TEXTAUSZUG:

::::::::

Nazis kommen aus der Mitte der Gesellschaft und sind die Konsequenz aus dem rassistischen Alltag dieser Gesellschaft und den rassistischen Praktiken dieses Staates. Solange Flüchtlinge einer staatlichen Selektion ausgeliefert sind, die sie in nützliche, d.h. kapitalistisch Verwertbare, oder in nicht nützliche Personen unterteilen, und zweitere auch gerne wieder in Krisengebieten abgeschoben werden, fühlen sich Nazis in ihrem Handeln bestätigt.
In Anbetracht der kommenden Bundestagswahl und dem anhaltenden Engagement der Integrationsrastvorsitzenden in der “Flüchtlings- und Integrationspolitik” fordern wir von Gülistan Yüksel (Bundestagskandidatin der SPD für Mönchengladbach) eine Stellungnahme zum Thema europäische Flüchtlingspolitik, zu der Frage wie dem rassistischen Alltag der Flüchtlinge an Europas Grenzen entgegnet werden soll und Ihren persönlichen Einsatz gegen die überzogenen Mittel und Handlungsbefugnisse der „Europäischen Agentur für die operative Zusammenarbeit an den Außengrenzen (Frontex)“.

::::::::

BEREITGESTELLTE DATENSÄTZE:
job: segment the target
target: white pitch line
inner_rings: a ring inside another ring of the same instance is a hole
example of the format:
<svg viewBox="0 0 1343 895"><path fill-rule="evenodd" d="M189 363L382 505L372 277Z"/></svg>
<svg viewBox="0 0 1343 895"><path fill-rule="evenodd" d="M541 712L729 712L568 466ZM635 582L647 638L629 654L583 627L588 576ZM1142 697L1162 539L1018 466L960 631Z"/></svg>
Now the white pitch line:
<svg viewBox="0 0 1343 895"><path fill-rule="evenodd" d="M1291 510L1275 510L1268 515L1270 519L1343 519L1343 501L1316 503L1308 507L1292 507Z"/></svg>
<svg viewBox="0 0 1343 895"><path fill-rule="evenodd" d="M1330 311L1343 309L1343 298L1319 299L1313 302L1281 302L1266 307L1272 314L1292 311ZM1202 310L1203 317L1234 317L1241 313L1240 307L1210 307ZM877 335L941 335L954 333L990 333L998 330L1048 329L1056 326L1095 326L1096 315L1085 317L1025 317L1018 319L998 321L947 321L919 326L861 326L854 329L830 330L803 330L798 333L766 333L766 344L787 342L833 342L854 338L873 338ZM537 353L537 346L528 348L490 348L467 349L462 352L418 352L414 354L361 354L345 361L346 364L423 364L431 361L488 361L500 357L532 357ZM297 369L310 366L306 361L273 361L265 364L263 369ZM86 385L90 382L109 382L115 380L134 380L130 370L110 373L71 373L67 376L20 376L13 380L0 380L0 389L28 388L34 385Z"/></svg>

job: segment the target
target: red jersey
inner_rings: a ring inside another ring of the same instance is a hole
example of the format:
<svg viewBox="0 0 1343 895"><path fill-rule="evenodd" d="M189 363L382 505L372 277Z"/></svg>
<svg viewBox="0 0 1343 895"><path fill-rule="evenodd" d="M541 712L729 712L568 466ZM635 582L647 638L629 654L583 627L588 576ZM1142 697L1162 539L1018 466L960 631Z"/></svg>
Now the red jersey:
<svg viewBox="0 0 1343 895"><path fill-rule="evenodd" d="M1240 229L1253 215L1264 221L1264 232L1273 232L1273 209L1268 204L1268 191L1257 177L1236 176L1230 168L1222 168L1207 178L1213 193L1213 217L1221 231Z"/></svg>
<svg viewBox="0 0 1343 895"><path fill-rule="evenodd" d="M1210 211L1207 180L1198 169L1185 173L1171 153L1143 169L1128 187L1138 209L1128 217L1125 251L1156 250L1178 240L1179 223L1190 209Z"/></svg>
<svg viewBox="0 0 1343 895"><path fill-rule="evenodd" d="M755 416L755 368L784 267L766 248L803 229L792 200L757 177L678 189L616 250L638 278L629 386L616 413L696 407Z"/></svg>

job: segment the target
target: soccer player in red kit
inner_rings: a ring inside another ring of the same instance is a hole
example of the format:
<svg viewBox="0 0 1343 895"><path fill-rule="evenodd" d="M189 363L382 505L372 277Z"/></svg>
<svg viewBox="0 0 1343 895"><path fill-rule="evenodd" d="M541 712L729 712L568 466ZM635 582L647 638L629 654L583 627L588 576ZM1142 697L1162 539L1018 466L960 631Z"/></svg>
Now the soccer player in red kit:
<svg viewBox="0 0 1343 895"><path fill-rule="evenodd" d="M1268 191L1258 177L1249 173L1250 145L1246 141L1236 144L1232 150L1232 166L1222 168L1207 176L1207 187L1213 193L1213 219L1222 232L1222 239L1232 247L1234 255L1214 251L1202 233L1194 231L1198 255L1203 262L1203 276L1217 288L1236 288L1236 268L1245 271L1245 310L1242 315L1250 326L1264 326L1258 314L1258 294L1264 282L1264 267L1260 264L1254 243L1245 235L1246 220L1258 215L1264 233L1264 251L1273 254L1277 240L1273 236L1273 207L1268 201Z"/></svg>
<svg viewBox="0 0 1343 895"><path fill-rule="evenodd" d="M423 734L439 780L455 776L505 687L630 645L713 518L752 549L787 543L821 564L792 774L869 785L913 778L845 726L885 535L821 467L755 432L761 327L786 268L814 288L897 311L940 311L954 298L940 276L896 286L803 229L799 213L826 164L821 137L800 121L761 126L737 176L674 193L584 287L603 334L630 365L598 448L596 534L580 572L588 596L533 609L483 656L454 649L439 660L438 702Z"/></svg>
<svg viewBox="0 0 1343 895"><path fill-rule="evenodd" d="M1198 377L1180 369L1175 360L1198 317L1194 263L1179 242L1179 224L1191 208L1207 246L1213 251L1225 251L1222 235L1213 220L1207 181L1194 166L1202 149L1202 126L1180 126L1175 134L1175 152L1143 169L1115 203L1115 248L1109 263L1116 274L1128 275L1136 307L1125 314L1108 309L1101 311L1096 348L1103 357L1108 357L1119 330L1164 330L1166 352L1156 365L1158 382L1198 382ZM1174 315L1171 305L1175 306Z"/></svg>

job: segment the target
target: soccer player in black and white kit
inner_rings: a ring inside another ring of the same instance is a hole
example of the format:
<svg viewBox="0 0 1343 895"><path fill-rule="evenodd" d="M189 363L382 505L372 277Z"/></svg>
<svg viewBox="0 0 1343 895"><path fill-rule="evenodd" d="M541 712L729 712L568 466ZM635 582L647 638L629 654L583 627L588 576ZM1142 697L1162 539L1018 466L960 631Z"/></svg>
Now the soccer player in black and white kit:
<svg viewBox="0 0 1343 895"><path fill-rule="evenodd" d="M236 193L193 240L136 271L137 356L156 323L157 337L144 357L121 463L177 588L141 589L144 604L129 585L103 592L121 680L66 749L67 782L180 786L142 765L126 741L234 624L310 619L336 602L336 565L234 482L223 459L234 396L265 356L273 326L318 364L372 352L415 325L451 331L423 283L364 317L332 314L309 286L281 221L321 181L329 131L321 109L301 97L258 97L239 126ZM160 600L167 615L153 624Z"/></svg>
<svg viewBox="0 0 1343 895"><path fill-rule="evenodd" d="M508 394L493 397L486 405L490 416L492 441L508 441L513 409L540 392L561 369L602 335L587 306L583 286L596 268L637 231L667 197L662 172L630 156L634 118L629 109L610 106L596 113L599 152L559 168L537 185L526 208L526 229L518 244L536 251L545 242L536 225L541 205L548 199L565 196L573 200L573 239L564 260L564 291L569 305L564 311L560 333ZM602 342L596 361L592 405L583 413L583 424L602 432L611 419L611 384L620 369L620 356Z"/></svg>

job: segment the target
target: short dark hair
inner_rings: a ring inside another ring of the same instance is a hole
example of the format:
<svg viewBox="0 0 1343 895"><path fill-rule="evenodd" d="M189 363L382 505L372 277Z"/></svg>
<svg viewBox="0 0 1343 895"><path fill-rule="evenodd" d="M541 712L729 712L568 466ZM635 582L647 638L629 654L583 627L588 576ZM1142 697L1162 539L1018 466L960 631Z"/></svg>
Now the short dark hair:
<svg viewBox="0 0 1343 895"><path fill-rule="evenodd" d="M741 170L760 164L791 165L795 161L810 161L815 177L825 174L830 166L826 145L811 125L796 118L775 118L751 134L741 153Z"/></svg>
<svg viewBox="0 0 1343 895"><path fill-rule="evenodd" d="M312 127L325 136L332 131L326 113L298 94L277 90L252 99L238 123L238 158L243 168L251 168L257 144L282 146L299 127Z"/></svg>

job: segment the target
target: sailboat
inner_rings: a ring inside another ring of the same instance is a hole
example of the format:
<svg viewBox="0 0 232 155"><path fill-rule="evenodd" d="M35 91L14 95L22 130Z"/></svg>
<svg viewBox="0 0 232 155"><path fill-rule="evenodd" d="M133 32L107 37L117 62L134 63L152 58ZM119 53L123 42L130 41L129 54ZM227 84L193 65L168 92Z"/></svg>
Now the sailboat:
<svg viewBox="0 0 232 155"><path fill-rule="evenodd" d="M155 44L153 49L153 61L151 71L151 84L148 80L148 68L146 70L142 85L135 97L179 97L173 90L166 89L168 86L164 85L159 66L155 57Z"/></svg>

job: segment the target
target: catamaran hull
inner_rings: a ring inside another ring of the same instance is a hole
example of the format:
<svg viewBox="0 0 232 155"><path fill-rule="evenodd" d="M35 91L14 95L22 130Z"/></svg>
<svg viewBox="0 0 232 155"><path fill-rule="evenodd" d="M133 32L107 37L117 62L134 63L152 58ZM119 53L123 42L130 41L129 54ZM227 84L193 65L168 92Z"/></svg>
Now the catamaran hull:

::::::::

GESTELLTE AUFGABEN:
(1) Geben Sie aus dem Textauszug den Abschnitt von „Nazis kommen aus“ bis „ihrem Handeln bestätigt.“ unverändert aus.
(2) Von wem wird im Textauszug eine Stellungnahme zur europäischen Flüchtlingspolitik gefordert?
Die Datensätze haben mit dem Textauszug nichts zu tun.

ANTWORTEN JE AUFGABE:
(1)
Nazis kommen aus der Mitte der Gesellschaft und sind die Konsequenz aus dem rassistischen Alltag dieser Gesellschaft und den rassistischen Praktiken dieses Staates. Solange Flüchtlinge einer staatlichen Selektion ausgeliefert sind, die sie in nützliche, d.h. kapitalistisch Verwertbare, oder in nicht nützliche Personen unterteilen, und zweitere auch gerne wieder in Krisengebieten abgeschoben werden, fühlen sich Nazis in ihrem Handeln bestätigt.

(2) Von Gülistan Yüksel, der Bundestagskandidatin der SPD für Mönchengladbach.